Short task
Reproduce every row below character for character, without altering, adding, or omitting anything.

Task inputs
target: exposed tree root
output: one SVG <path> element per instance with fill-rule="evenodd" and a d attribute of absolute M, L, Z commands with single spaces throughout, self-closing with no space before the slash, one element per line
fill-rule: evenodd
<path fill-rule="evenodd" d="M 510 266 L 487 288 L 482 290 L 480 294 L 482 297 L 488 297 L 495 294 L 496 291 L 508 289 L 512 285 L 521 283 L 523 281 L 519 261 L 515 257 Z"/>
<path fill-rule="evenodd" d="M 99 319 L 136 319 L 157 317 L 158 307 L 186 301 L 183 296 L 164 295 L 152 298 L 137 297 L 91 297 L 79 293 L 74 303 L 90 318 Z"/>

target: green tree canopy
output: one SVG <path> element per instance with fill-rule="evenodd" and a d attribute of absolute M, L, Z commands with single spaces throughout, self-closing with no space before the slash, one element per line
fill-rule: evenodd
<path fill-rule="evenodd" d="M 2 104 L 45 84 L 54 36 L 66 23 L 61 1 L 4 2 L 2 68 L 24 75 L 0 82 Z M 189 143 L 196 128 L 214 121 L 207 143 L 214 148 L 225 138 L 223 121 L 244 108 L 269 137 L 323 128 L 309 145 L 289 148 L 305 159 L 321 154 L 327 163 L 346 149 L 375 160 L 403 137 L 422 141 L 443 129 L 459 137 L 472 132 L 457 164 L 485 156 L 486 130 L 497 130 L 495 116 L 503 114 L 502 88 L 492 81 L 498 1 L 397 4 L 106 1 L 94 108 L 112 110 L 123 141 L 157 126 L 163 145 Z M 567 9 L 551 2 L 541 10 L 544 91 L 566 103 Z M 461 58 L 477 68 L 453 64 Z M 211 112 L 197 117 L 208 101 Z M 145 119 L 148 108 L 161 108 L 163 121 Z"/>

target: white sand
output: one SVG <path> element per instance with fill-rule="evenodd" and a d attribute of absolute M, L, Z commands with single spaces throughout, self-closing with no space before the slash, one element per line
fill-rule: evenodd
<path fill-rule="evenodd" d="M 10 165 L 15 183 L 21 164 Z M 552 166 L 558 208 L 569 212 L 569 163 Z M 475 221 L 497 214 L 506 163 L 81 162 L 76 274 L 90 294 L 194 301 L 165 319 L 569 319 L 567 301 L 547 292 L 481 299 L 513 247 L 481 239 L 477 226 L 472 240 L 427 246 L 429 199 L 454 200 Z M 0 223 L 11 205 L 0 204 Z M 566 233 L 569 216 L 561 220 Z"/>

Result for this exercise
target: exposed tree root
output: one SVG <path> element per instance with fill-rule="evenodd" and a d attribute of absolute M, L, Z commands with single spaces throughout, self-closing with no space before the slash, one element per line
fill-rule: evenodd
<path fill-rule="evenodd" d="M 510 266 L 487 288 L 482 290 L 480 294 L 482 297 L 488 297 L 495 294 L 496 291 L 508 289 L 512 285 L 521 283 L 523 281 L 519 261 L 515 257 Z"/>
<path fill-rule="evenodd" d="M 99 319 L 136 319 L 157 317 L 158 307 L 186 301 L 183 296 L 164 295 L 152 298 L 137 297 L 91 297 L 79 293 L 74 303 L 90 318 Z"/>

target: green tree canopy
output: one SVG <path> element per instance with fill-rule="evenodd" and a d attribute of absolute M, L, Z commands with single spaces throughout, self-closing with no space before the slash, one element per line
fill-rule: evenodd
<path fill-rule="evenodd" d="M 2 104 L 45 84 L 54 36 L 66 23 L 61 1 L 4 2 L 2 68 L 24 75 L 0 82 Z M 189 143 L 196 128 L 214 121 L 207 143 L 214 148 L 225 138 L 223 121 L 244 108 L 269 137 L 323 128 L 309 145 L 289 148 L 305 159 L 321 154 L 327 163 L 346 149 L 375 160 L 403 137 L 422 141 L 443 129 L 459 137 L 472 132 L 457 164 L 485 156 L 486 130 L 497 130 L 495 116 L 503 114 L 502 88 L 492 81 L 498 1 L 397 4 L 106 1 L 94 108 L 112 110 L 123 141 L 157 126 L 163 145 Z M 567 9 L 551 2 L 541 10 L 544 91 L 566 103 Z M 461 58 L 477 68 L 453 64 Z M 211 112 L 197 117 L 208 101 Z M 145 119 L 148 108 L 161 108 L 163 121 Z"/>

target: white sand
output: one SVG <path> element per instance with fill-rule="evenodd" and a d attribute of absolute M, L, Z commands with single spaces throughout, self-closing with no space before the slash, one element per line
fill-rule: evenodd
<path fill-rule="evenodd" d="M 10 165 L 15 183 L 21 164 Z M 552 166 L 558 208 L 569 212 L 569 163 Z M 475 221 L 497 214 L 506 163 L 81 162 L 76 274 L 90 294 L 194 301 L 165 319 L 569 319 L 567 301 L 547 292 L 481 299 L 513 247 L 481 239 L 477 226 L 472 240 L 427 246 L 429 199 L 454 200 Z M 0 223 L 11 205 L 0 204 Z M 566 233 L 569 216 L 561 220 Z"/>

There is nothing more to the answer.